• [DATA FOR THIS TASK]:
***

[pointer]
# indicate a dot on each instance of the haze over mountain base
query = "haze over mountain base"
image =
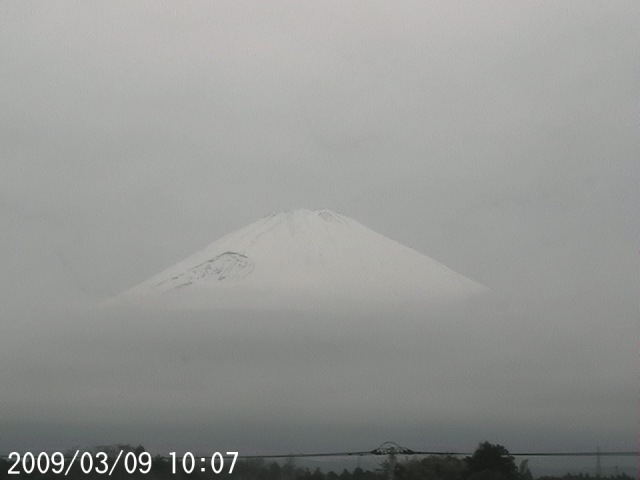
(303, 259)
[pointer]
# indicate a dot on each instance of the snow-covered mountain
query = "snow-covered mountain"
(303, 256)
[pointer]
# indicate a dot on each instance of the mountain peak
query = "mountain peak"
(304, 255)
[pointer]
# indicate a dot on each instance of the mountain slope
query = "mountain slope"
(304, 255)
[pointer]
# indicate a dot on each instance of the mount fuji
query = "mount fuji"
(303, 257)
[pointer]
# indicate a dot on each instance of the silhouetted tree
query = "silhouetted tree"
(491, 462)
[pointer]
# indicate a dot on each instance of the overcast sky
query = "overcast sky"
(498, 138)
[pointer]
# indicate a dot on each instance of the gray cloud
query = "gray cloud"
(498, 139)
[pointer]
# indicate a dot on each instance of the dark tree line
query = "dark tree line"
(488, 462)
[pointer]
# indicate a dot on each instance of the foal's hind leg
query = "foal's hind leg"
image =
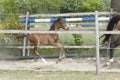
(62, 53)
(113, 45)
(36, 54)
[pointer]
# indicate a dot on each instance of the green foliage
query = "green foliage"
(92, 5)
(82, 6)
(39, 6)
(71, 6)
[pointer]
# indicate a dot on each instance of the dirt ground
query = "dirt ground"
(68, 64)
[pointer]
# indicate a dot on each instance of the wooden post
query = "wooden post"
(97, 43)
(25, 39)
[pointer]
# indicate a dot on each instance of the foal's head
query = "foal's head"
(59, 23)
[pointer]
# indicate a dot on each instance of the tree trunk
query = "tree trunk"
(115, 5)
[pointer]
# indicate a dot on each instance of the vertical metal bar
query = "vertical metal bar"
(97, 43)
(25, 39)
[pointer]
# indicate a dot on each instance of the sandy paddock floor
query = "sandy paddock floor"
(68, 64)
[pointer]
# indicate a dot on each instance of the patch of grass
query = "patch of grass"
(55, 75)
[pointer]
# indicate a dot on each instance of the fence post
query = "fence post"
(25, 39)
(97, 43)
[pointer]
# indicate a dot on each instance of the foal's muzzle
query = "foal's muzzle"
(67, 29)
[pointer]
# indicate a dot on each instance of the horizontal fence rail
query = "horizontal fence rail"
(66, 19)
(58, 32)
(66, 14)
(27, 47)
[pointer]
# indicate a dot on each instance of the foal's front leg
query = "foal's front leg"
(113, 45)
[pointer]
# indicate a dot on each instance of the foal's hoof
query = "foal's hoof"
(58, 61)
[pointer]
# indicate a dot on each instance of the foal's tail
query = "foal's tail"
(110, 27)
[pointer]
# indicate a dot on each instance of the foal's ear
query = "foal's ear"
(59, 18)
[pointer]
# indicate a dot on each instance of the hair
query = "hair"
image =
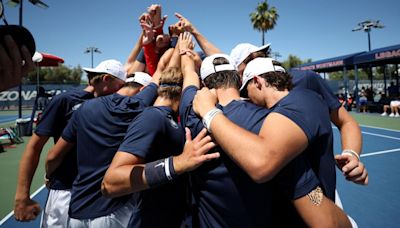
(132, 85)
(278, 79)
(223, 79)
(171, 81)
(253, 55)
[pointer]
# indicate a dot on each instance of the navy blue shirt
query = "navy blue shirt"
(306, 79)
(98, 128)
(225, 195)
(54, 119)
(311, 114)
(154, 134)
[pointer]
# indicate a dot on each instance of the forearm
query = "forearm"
(237, 142)
(190, 76)
(124, 180)
(27, 169)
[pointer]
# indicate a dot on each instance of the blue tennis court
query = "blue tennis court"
(375, 205)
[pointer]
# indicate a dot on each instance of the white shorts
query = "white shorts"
(56, 212)
(395, 103)
(118, 218)
(338, 203)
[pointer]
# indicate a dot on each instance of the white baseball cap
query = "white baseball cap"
(243, 50)
(111, 66)
(208, 67)
(257, 67)
(140, 77)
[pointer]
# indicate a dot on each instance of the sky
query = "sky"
(309, 29)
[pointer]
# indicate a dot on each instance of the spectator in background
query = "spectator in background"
(42, 98)
(393, 90)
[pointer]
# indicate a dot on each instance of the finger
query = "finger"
(205, 148)
(360, 179)
(355, 172)
(13, 51)
(179, 16)
(203, 141)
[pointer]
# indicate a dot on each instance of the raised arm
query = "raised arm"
(319, 211)
(271, 149)
(204, 44)
(126, 173)
(190, 77)
(348, 162)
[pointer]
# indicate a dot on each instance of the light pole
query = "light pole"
(92, 50)
(15, 3)
(366, 26)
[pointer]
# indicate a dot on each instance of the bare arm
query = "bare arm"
(12, 70)
(271, 149)
(353, 169)
(126, 172)
(131, 66)
(190, 77)
(26, 209)
(319, 211)
(56, 155)
(161, 65)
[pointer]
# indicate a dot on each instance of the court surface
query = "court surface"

***

• [WHAT IS REQUIRED]:
Repeat the data exactly as written, but without the pictures.

• [ANSWER TO THE PROBLEM]:
[pointer]
# indicate a dot on each instance of the haze over mountain base
query = "haze over mountain base"
image =
(303, 259)
[pointer]
# indicate a dot on each instance of the snow-covered mountain
query = "snow-covered mountain"
(303, 256)
[pointer]
# indicate a dot on each instance of the mountain peak
query = "mountain peak"
(304, 255)
[pointer]
# indicate a dot on each instance of the mountain slope
query = "mountain slope"
(304, 255)
[pointer]
# indicate a dot on each instance of the mount fuji
query = "mount fuji"
(303, 257)
[pointer]
# indicate a dot on each instance of the silhouetted tree
query = "silhouetted tree"
(491, 462)
[pointer]
# indicate a dot on each instance of the overcast sky
query = "overcast sky"
(498, 138)
[pointer]
# indicate a dot on each instance of the gray cloud
query = "gray cloud"
(498, 139)
[pointer]
# indicate a dot on each instance of the dark tree line
query = "dark tree line"
(488, 462)
[pointer]
# indicate a dot on each instance of the foal's hind leg
query = "foal's hind leg"
image =
(62, 53)
(113, 45)
(36, 54)
[pointer]
# indicate a dot on each instance of the green foliage
query = "green foliage"
(92, 5)
(82, 6)
(39, 6)
(71, 6)
[pointer]
# indicate a dot on each instance of the dirt ground
query = "dirt ground"
(68, 64)
[pointer]
# indicate a dot on each instance of the wooden post
query = "wooden post"
(97, 43)
(25, 39)
[pointer]
# indicate a dot on each instance of the foal's head
query = "foal's head"
(59, 23)
[pointer]
# indicate a dot on each instance of the tree trunk
query = "tree trunk"
(115, 5)
[pointer]
# indicate a dot on each instance of the vertical metal bar
query = "vertical metal bar"
(97, 43)
(25, 39)
[pointer]
# indicate a dot on each instance of the sandy paddock floor
query = "sandy paddock floor"
(68, 64)
[pointer]
# indicate a dot on each instance of the patch of grass
query = "patch of grass"
(55, 75)
[pointer]
# indicate a dot on each instance of the fence post
query = "fence post"
(25, 39)
(97, 43)
[pointer]
# indicate a dot on each instance of the foal's muzzle
query = "foal's muzzle"
(67, 29)
[pointer]
# indicate a dot on each instance of the horizontal fence rail
query = "horizontal fence rail"
(66, 19)
(58, 32)
(66, 14)
(27, 47)
[pointer]
# indicate a dot on each instance of the foal's front leg
query = "foal's front leg"
(113, 45)
[pointer]
# indicate a dot on each instance of the foal's hoof
query = "foal's hoof"
(58, 61)
[pointer]
# indicate a dot on each instance of the foal's tail
query = "foal's tail"
(110, 27)
[pointer]
# indicate a dot on each instance of the foal's ear
query = "foal's ear"
(59, 18)
[pointer]
# indicate a dot on each instance of the hair
query = "hair"
image =
(132, 85)
(278, 79)
(223, 79)
(171, 81)
(253, 55)
[pointer]
# indicate a dot on each instance of the navy blue shirt
query = "navy blue shirt"
(306, 79)
(98, 128)
(225, 195)
(54, 119)
(311, 114)
(154, 134)
[pointer]
# indicate a dot on each instance of the forearm
query = "forearm"
(237, 142)
(190, 76)
(124, 180)
(27, 169)
[pointer]
# indicate a dot on each instance of the blue tennis court
query = "blue tennis court"
(375, 205)
[pointer]
# indicate a dot on each instance of the white shorts
query = "white shorts"
(56, 212)
(395, 103)
(118, 218)
(338, 203)
[pointer]
# indicate a dot on each instance of the white baseball cap
query = "white baseball cap"
(243, 50)
(111, 66)
(208, 67)
(257, 67)
(140, 77)
[pointer]
# indicate a dot on each instance of the sky
query = "sky"
(309, 29)
[pointer]
# indicate a dot on each instance of the spectator in background
query = "spectator in background"
(42, 98)
(393, 90)
[pointer]
# indicate a dot on each instance of the finger
query = "finger"
(205, 148)
(360, 179)
(355, 172)
(13, 51)
(179, 16)
(203, 141)
[pointer]
# indicate a dot on each instance of the raised arm
query = "raised arm"
(319, 211)
(271, 149)
(204, 44)
(126, 173)
(190, 77)
(348, 162)
[pointer]
# indicate a dot on each instance of the light pole
query = "light pole"
(92, 50)
(15, 3)
(366, 26)
[pointer]
# indicate a dot on each instance of the bare arm
query = "bare arm"
(12, 70)
(271, 149)
(353, 169)
(126, 172)
(131, 66)
(190, 77)
(26, 209)
(319, 211)
(56, 155)
(161, 65)
[pointer]
# indicate a dot on each instance of the court surface
query = "court surface"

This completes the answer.